__À FAIRE__:
a. Indiquez si chaque énoncé s'accorde avec le fil de discussion sur l'iPod, en répondant par oui ou par non et en citant exactement les mots décisifs du texte : (i) L'iPod est encore sous garantie. (ii) L'auteur s'excuse pour la longueur de son message. (iii) L'auteur se montre confiant quant à l'issue du problème.
b. Relevez toutes les phrases du fil de discussion sur l'iPod qui contiennent le mot « problème ».
c. Rédigez la suite du fil de discussion sur l'iPod, à partir de sa dernière phrase.

__TEXTE À LIRE__:
· · ·

A savoir que, comme vous pouvez vous en douter, cet iPod n'est plus sous garantie, si jamais il aurait été nécessaire de passer par le SAV d'Apple.

Je ne me fais pas beaucoup d'illusions quant à la tournure que prend le problème, mais, comme disent les anglais "Nothing ventured, nothing gained".

En vous remerciant grandement pour votre future aide, je vous souhaite une bonne fin de soirée.

PS : Désolé pour le pavé.


----------



## Up_to_you (20 Septembre 2009)

UP.

Excusez-moi, je ne voudrais pas paraître lourd, mais je vous avoue être dans l'incompréhension la plus totale à propos de ce problème. L'iPod est-il mort ou existe-il une manipulation permettant de résoudre ce problème?

· · ·

__EXTRAIT DES DONNÉES__:
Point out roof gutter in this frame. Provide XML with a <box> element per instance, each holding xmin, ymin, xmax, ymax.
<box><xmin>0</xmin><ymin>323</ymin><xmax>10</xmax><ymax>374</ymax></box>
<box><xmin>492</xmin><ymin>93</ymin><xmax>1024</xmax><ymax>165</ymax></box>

· · ·

__RÉPONSES__:
a.
(i) Non : « cet iPod n'est plus sous garantie ».
(ii) Oui : « Désolé pour le pavé ».
(iii) Non : « Je ne me fais pas beaucoup d'illusions quant à la tournure que prend le problème ».

b.
- Je ne me fais pas beaucoup d'illusions quant à la tournure que prend le problème, mais, comme disent les anglais "Nothing ventured, nothing gained".
- Excusez-moi, je ne voudrais pas paraître lourd, mais je vous avoue être dans l'incompréhension la plus totale à propos de ce problème.
- L'iPod est-il mort ou existe-il une manipulation permettant de résoudre ce problème?

c.
Ah, également, je ne sais pas si ça peut aider, mais je précise que je suis sous Mac OSX Léopard, et que j'ai également accès à Windows, si besoin est.

Merci d'avance.


----------



## DarkPeDrO (20 Septembre 2009)

L'iPod de mon cousin a un problème similaire, et c'est un 80 Go :/
Il n'a jamais laissé tombé son iPod.
J'ai tout essayé comme toi: rien.
J'ai tenté une restauration sous Windows, sous Mac, pareil :/
C'est clair que c'est dommage et surtout frustrant...


----------



## Up_to_you (20 Septembre 2009)

Oui, surtout qu'il n'y a aucune raison apparente à ce problème, pas de choc ni de mauvaise manipulation, c'est arrivé du jour au lendemain. 

Si j'essaye de mettre plus de 4Go manuellement, il se met en erreur et me demande à la connexion d'après de restaurer. Mais alors, que faire?


----------



## DarkPeDrO (20 Septembre 2009)

Telle est la question.
En tout cas, je garde un oeil à ce sujet.


----------



## Up_to_you (22 Septembre 2009)

Personne n'a d'idée?
Je prends toute solution qui vous passe par la tête. Au moins, j'aurais essayé.


----------



## Windsurfer (26 Septembre 2009)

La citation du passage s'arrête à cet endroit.